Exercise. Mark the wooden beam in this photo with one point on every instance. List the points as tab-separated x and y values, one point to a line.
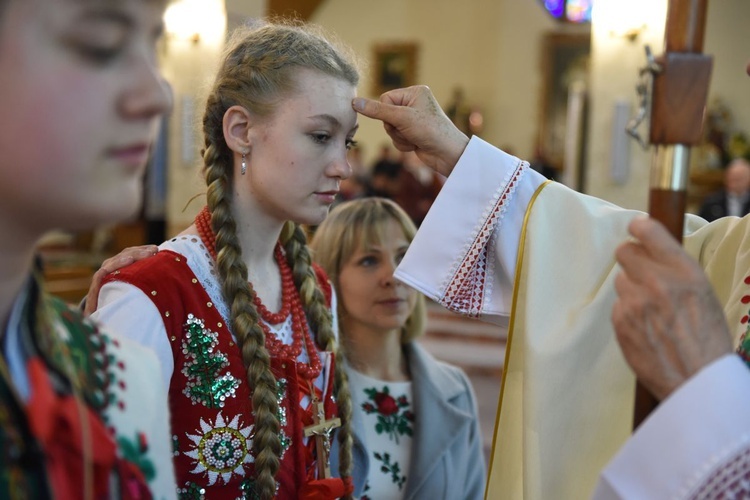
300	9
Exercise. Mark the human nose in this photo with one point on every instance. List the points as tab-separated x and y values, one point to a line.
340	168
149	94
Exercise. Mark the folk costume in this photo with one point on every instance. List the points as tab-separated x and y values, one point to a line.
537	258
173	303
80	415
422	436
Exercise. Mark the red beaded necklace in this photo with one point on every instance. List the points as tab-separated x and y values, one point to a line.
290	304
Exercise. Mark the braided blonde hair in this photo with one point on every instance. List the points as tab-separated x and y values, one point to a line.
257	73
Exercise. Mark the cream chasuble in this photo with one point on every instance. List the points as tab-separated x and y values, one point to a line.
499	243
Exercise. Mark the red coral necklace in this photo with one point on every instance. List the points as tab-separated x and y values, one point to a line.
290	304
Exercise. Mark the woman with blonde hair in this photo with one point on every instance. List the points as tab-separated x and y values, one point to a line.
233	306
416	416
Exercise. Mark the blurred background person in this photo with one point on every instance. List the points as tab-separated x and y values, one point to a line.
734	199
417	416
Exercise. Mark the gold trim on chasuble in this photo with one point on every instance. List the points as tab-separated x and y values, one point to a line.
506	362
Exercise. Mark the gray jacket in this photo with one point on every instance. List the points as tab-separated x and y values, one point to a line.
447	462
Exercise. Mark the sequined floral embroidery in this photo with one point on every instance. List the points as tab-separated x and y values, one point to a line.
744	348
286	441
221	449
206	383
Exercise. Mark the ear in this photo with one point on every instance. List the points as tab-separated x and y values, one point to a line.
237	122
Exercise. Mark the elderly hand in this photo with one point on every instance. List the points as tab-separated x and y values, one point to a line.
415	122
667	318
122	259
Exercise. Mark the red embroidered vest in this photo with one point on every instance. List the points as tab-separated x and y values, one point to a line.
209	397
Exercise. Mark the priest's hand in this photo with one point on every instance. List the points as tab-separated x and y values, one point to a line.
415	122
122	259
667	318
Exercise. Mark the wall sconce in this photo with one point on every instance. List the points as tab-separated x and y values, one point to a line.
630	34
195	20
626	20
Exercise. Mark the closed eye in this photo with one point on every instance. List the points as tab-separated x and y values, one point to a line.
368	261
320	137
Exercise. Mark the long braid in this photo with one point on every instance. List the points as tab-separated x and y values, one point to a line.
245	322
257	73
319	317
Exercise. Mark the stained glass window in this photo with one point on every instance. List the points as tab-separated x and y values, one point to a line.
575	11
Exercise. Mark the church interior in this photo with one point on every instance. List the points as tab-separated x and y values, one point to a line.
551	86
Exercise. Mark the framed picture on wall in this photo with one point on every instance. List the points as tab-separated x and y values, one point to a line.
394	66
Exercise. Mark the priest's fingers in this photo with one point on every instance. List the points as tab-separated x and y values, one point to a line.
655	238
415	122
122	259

************

Please transcribe every one of the rows above word for word, leaving the picture out.

Result
Exercise. Mark the wooden beam in this photo with one point on every instance. List the points as tab-separated x and y values, one point to a line.
300	9
Exercise. Mark the human nose in this photo with one point on every instance. List the points as tab-separated x and y values, one point to a line.
340	168
149	94
Exercise. Mark the folk costume in this photo with one point on every instance. List the points as tab-separated x and y values, one point to a line.
537	258
173	303
80	415
422	436
Exercise. Mark the red beaded necklace in this photo with one point on every instance. List the points as tab-separated x and y values, one point to a line.
290	304
Exercise. Mark the braided blonde hair in this photo with one point on every instance. List the points as tab-separated x and y values, one point to a line.
257	73
Exercise. Mark the cream chasuble in this photo with one point on every instance. List the points as tab-separated x and y values, one point to a line.
499	243
Exercise. Mark the red coral necklace in this photo with one point on every instance. List the points as tab-separated x and y values, one point to a line.
290	304
Exercise. Mark the woman with blonde hair in this photo with one point on every instance. List the points as tab-separated x and y values, one point to a line.
233	306
416	416
Exercise. Mark the blurred background person in this photo with one point on every instance. List the points as tab-separated x and y values, one point to a line.
734	199
417	416
Exercise. Mark the gold trim on chasuble in this photo with one point on every instance. List the points as tab-separated x and y values, one point to a line.
506	362
Exercise. Mark the gray jacket in this photo with one point on every instance. List the points as tab-separated x and y values, one point to a line.
447	462
Exercise. Mark the sequined floral embroidery in this photo with one point on every instance. List the points as tab-separated x and y values, one point to a line.
744	348
286	441
221	449
206	383
Exercise. Mark the ear in this photo with one point on every instance. List the points as tab-separated x and y values, one point to a line.
237	122
Exercise. Mark the elderly hand in this photo with one point on every instance. List the points as tab-separated x and y values, one point to a line.
415	122
667	318
122	259
Exercise. Mark the red embroidered vest in this photo with one point on every instance. List the points as tab-separated x and y values, one point to a line.
209	397
Exercise. Mark the priest's hand in this photo with one point on every instance. List the points as tab-separated x and y values, one point to a line.
415	122
122	259
667	318
Exercise. Mark the wall sconce in this photo with one point on every instance. List the points as tab-separated x and y values, one point to a line.
630	34
195	20
626	20
Exercise. Mark the closed eye in this photo with one point on every instance. List the points as tab-separated x and y values, one point to a line.
368	261
320	137
Exercise. Mark the long braid in this photo with one point on every instance. List the points as tab-separated x and y values, one point to a line.
245	322
257	73
319	317
Exercise. Mark the stained glass window in this photo with one point on every instance. List the points as tab-separated x and y values, one point to a line.
575	11
Exercise. Mark the church interior in this photo with one point on every instance. List the points as tab-separated x and y values, one point to a line.
551	86
Exercise. Mark the framed picture on wall in this photo with one point on every instance. List the points as tab-separated x and y values, one point to a line.
394	66
Exercise. Mark the priest's fingers in this photo with one point on every instance. List the points as tab-separated x and y values, one point to a line.
655	238
415	122
122	259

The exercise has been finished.